Recorded data
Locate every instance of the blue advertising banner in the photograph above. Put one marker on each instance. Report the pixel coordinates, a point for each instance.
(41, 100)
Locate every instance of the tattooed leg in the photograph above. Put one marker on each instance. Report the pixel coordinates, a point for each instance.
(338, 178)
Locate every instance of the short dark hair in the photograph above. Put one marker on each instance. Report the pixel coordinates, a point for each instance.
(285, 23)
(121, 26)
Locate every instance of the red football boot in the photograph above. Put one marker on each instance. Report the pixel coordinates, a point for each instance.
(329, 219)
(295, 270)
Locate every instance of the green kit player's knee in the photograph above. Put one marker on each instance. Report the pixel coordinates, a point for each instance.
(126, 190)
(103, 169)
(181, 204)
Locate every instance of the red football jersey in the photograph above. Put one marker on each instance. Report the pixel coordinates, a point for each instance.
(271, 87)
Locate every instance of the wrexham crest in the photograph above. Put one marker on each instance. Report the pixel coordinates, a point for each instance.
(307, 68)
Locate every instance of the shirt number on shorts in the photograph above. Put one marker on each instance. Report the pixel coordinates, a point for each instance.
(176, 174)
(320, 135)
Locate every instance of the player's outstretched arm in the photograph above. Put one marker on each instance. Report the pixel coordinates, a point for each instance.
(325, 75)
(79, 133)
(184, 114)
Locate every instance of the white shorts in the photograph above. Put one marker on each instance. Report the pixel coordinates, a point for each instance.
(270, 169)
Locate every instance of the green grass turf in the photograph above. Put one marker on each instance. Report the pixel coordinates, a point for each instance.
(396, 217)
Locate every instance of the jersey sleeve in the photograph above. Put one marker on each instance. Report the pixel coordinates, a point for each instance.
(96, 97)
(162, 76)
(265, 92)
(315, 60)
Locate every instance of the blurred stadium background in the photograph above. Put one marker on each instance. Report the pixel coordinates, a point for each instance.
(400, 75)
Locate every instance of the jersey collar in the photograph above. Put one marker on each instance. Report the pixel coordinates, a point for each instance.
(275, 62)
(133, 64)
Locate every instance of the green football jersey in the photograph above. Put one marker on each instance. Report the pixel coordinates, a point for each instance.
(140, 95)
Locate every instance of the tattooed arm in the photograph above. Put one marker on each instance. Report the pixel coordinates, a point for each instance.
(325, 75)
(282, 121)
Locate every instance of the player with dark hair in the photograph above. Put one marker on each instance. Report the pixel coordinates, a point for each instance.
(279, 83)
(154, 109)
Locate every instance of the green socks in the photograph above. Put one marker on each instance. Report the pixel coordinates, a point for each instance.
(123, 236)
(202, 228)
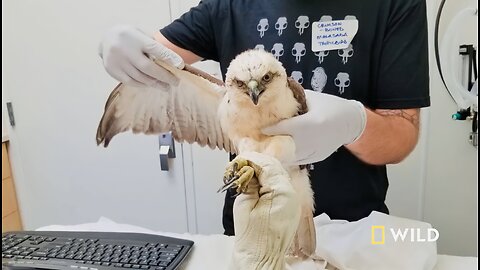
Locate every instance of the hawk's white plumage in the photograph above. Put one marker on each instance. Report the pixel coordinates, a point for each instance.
(256, 94)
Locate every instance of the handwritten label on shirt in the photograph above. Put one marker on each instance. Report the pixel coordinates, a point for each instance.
(333, 35)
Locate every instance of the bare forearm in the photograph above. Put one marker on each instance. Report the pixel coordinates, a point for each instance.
(186, 55)
(389, 136)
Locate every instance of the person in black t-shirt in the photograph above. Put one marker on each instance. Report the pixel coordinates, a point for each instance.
(385, 67)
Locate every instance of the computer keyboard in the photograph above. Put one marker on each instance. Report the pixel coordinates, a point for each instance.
(92, 250)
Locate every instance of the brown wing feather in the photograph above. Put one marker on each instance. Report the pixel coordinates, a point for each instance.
(188, 110)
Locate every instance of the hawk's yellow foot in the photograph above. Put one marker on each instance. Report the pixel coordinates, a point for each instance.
(237, 175)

ABOUT THIS TASK —
Nothing but the lines from the one containing "Locate every instance of the handwritten" to the end of the records above should appear, each copied exactly.

EXERCISE RESULT —
Locate every instance of the handwritten label on shirt in the photograph above. Put one marker on each instance. Report the pixel coordinates, a point for each instance.
(333, 35)
Locate every instance of the bare forearm in the photograph above. Put one marker on each instance. Report the pixel coordinates, a point for each instance.
(186, 55)
(389, 136)
Locate every instance of the person in black t-shirt in the photograph above. Put one marker on each instance. Report the pixel coordinates, a point for each instance.
(385, 67)
Locate every instance of the computer keyboard in the photograph above. Put one marker on each instance. Report the pixel coordinates, a point for each instance.
(92, 250)
Locate every instance of the brown wing feather in the photograph above. Put one marker on each instance. Report the pixel coordinates, a point for each instance.
(188, 110)
Locate every instance of the hawk's yellow foot in the photograph above. Put one marker on each instance. Report the pixel coordinates, a point for each instance.
(237, 175)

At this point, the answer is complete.